--- Information shown Enclosed Below ---

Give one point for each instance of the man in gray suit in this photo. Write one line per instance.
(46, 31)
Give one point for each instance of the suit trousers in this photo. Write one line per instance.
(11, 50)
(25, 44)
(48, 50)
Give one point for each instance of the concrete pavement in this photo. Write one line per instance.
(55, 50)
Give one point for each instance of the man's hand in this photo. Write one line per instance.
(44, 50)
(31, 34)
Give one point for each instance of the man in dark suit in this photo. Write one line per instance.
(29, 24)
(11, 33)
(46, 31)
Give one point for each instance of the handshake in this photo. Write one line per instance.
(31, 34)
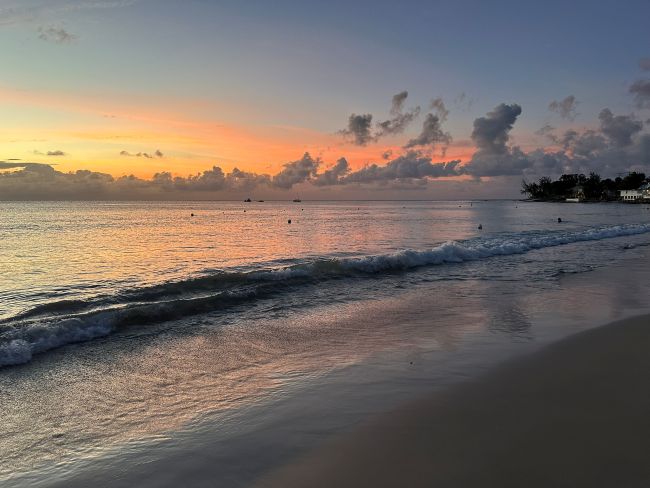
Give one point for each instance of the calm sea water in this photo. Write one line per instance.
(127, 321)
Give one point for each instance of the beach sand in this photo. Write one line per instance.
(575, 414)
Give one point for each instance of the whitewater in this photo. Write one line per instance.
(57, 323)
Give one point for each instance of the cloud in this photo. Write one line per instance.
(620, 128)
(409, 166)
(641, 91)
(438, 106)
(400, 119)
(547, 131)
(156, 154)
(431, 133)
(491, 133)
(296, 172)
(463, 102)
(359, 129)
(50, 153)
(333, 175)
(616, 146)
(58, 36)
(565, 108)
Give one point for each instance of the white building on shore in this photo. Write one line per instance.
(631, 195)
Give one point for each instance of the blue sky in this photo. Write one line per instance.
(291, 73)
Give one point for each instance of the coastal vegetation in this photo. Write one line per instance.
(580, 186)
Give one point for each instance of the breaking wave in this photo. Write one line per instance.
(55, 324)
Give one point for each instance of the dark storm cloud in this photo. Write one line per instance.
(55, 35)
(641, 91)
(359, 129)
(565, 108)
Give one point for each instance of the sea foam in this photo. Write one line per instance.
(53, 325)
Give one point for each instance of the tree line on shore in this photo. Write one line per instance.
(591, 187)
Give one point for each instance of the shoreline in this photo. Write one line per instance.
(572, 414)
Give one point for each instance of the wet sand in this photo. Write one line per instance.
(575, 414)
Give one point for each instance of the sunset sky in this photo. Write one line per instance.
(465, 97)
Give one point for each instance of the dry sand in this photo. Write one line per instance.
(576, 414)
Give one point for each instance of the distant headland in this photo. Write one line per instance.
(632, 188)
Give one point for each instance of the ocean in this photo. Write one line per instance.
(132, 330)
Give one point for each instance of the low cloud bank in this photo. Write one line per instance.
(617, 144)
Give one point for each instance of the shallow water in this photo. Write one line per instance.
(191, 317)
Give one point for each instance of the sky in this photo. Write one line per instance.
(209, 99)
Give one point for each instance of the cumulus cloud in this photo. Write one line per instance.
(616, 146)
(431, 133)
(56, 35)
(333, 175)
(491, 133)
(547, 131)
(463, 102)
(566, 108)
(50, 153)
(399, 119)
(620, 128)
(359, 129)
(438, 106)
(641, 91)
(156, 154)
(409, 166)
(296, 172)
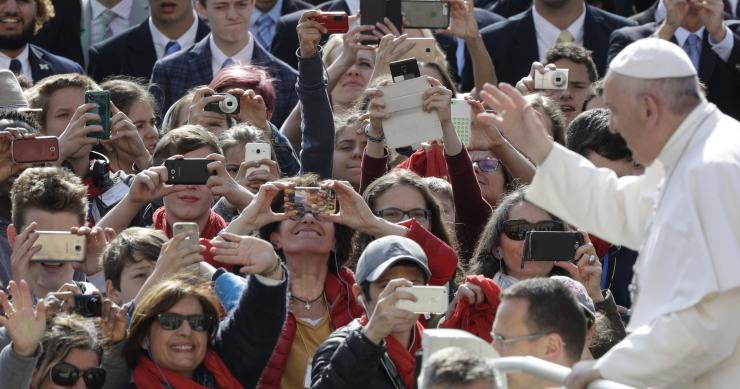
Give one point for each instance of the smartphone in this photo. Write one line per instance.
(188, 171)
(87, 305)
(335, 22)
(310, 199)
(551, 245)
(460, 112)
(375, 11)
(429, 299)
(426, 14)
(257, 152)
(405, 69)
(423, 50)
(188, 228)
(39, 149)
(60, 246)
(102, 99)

--- End of Enclosed Information shown ---

§ **Task**
When you repeat the data, keep every line exact and drop the images.

§ **Answer box**
Give one point for each instance of the man in gray suit in this photo. Write one line per instance.
(46, 31)
Give one point for each instance of the suit trousers in this photo. Write one line per instance.
(11, 50)
(25, 44)
(48, 50)
Give one point for each instance of the concrete pavement in this photo. Write one line per instance.
(55, 50)
Give one point for each instance of the man's hand in this photo. Write one line per instance.
(44, 50)
(31, 34)
Give one point for each instance of the man in dark suit in this photo. Write one line per instance.
(29, 24)
(11, 33)
(46, 31)
Give one point for each instance of the handshake in this photo. Write one line per instance.
(31, 34)
Give one point for each instance of the calm sea water in this photo. Write one line per instance.
(127, 321)
Give one point for each instance of the beach sand in this photo. Write one line per instance.
(575, 414)
Give one point for each instance of the whitewater in this photo. Write one line per instance.
(57, 323)
Give one point for each instance of the cloud in this photo. Write one line per instance.
(620, 128)
(409, 166)
(641, 91)
(438, 106)
(400, 119)
(547, 131)
(156, 154)
(431, 133)
(491, 133)
(296, 172)
(463, 102)
(359, 129)
(50, 153)
(333, 175)
(616, 146)
(58, 36)
(565, 108)
Give one point for each instance of the white building on shore in this photo. Write one line per instance.
(631, 195)
Give one point for each instance of the blue sky in this photo. Write one line per instance.
(291, 73)
Give one point for each instance of the coastal vegetation in this photo. Write one line per instance.
(580, 186)
Give one point for each instance of the breaking wave in this photo. Write one line per instance.
(55, 324)
Give one point for each instance of the dark storm cloud in this photo. Write one line per instance.
(55, 35)
(641, 91)
(359, 129)
(565, 108)
Give one point for each instance of the sea foam in this photo. Write one line per instance.
(53, 325)
Give one point for each instance of the tree line on shore in this photo. Write one line per instance.
(591, 187)
Give one point for each instance of the shoreline in this photo. Write one line per instance.
(572, 414)
Give one point for each instance of the wet sand in this photo. Write one line per instance.
(575, 414)
Give one point for each instance of the sunset sky in this photo. Write one line per instance.
(465, 97)
Give one point for each instance of the dry sand in this photo. Write one line per instance.
(576, 414)
Give one point for each instance of the distant headland in this photo. Write one line per instance.
(632, 188)
Give one point for each instance of the ocean in this photo. Write one line per instance.
(132, 330)
Give one point for each instance of the low cloud bank in this photo. Write one line per instance.
(617, 144)
Give one point for each instance of the shallow water in this photo. Write one line per instance.
(191, 317)
Give one point for each instance of the sky in this photo. Write one line per instance.
(209, 99)
Give one point for each instance of the cumulus cloud in this photo. Write one line per instance.
(616, 146)
(431, 133)
(56, 35)
(333, 175)
(491, 133)
(547, 131)
(463, 102)
(566, 108)
(50, 153)
(399, 119)
(620, 128)
(359, 129)
(438, 106)
(641, 91)
(156, 154)
(409, 166)
(296, 172)
Give one point for each instance of the smartphone in this photo. Write one line per instance.
(188, 171)
(87, 305)
(335, 22)
(310, 199)
(551, 245)
(460, 112)
(375, 11)
(429, 299)
(426, 14)
(257, 152)
(405, 69)
(423, 50)
(188, 228)
(39, 149)
(60, 246)
(102, 99)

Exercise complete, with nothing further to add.